• **EXTRACTED RECORDS**:

:::

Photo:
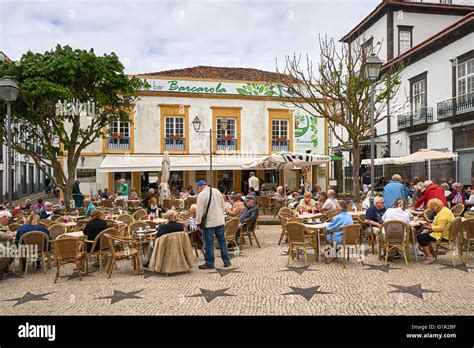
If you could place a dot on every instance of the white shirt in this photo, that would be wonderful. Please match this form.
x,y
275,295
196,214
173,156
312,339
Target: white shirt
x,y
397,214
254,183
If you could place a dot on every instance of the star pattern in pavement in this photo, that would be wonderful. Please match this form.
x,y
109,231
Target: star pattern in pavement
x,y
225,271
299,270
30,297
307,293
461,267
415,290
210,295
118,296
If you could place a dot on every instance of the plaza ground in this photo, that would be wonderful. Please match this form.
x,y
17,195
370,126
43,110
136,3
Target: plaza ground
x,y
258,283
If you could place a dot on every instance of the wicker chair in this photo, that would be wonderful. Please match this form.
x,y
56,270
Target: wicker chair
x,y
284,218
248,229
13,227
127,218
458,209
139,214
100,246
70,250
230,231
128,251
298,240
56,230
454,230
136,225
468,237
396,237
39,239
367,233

:::

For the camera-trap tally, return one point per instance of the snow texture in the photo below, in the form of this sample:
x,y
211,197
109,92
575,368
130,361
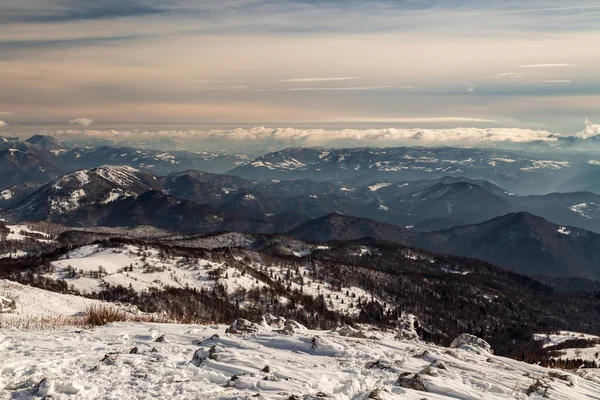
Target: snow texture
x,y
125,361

:::

• **WORK ORDER**:
Give the number of lines in the material above that contain the word "would", and add nothing.

• **RESPONSE BOX**:
4